(RECORDS)
+++

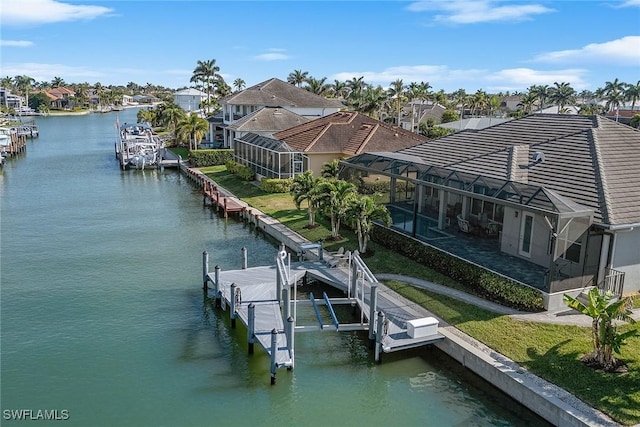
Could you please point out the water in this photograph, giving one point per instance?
(102, 311)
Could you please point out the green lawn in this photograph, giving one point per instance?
(550, 351)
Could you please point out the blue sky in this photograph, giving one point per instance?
(479, 44)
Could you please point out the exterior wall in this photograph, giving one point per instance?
(626, 257)
(510, 238)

+++

Reproduce the data word for word, from the line containing "Could you please point out the exterior" through the end.

(SOLUTION FOR THIS TASK)
Could you please point out the exterior wall in this photograph, giving one point per instance?
(626, 257)
(510, 238)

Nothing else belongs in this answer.